= Текст дневника =
:::::

Витольд Гомбрович - Дневник
Когда я позволил себе обратить внимание на неслыханную скрупулезность всех этих ученых в том, что касается контролирования своей системы интерпретации и определения ее роли, а также познавательных границ, когда я стал приводить в качестве примера Эйнштейна, я заметил, что Сигрист что-то пишет на бумаге. Это было написанное большими буквами имя: «МАХ».
И добавил:
— Акции падают.
Понедельник
Ел вкусную рыбу.
Понедельник
Загадка «света» в Моцарте. Как же прав был Жид, когда сказал, что, просвеченная умом, духом, драма в его музыке перестает быть драматичной. Великолепие вроде первого аллегро симфонии «Юпитер» — венец этого внутреннего процесса: блеск побеждает и царит безраздельно. Но в нем и в Леонардо да Винчи я вижу элемент извращения, своеобразного нелегального уклонения от жизни: улыбка Леонардо (особенно в его рисунках) и улыбка Моцарта имеют ту общую черту, что будто бы они возжелали поиграть в запрещенную игру, будто захотели играть и наслаждаться даже тем, чем играть и наслаждаться нельзя, даже тем, что причиняет боль… тонкая и шельмецкая игра, хитрая, архиумственная чувственность… но ведь уже само сочетание «умная чувственность» — грешно… Разве гамма восходящая и нисходящая в «Дон Жуане» не удивительная шутка, которая высмеивает ад? От высоких регистров Моцарта до меня порой долетает душок чего-то непозволительного, вроде как греха.

:::::

Допишите текст дневника Витольда Гомбровича, начиная сразу после последнего приведенного предложения.

= Раздел материала =
:::::

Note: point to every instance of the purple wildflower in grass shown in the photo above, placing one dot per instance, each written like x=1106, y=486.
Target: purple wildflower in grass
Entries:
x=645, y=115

:::::

= Результат задания =
Противоположностью Моцарта был Шопен — потому что здесь утверждение слабости, нежности, проводимое с неслыханной решительностью и упорством, дает в итоге силу и позволяет взглянуть в глаза жизни. Он так сильно «настаивает на своем», так категорически хочет быть тем, кем он есть, что это на самом деле делает его существующим, а значит, как явление — неуступчивым, необоримым. Таким образом, на пути самоутверждения, шопеновский романтизм, отчаявшийся, отрешенный, страдальческий, подчинившийся мировым силам, как соломка на ветру, превращается в строгий классицизм, в дисциплину, в овладение материей, в волю к власти. Как трогателен и возвышен его героизм, когда мы смотрим на него с этой стороны, и как риторичен и плох, когда на него смотрят с «патриотической» стороны. «Сильнее всего я схвачусь за самое слабое во мне», — и кажется, так кричит его произведение.
Среда
Шницель. Ананас. Серый день.
Соте clean «Gombrowicz»! There are at least nine of you and you have written a masterpiece unawares…[201] Хотелось бы, чтобы кто-нибудь перевел мне это предложение, я чувствую в нем какой-то вызов, но что это могло быть?… Кто меня вызывает? И почему я не говорю по-английски? Сегодня я умираю в серости. Кто же мне бросает вызов?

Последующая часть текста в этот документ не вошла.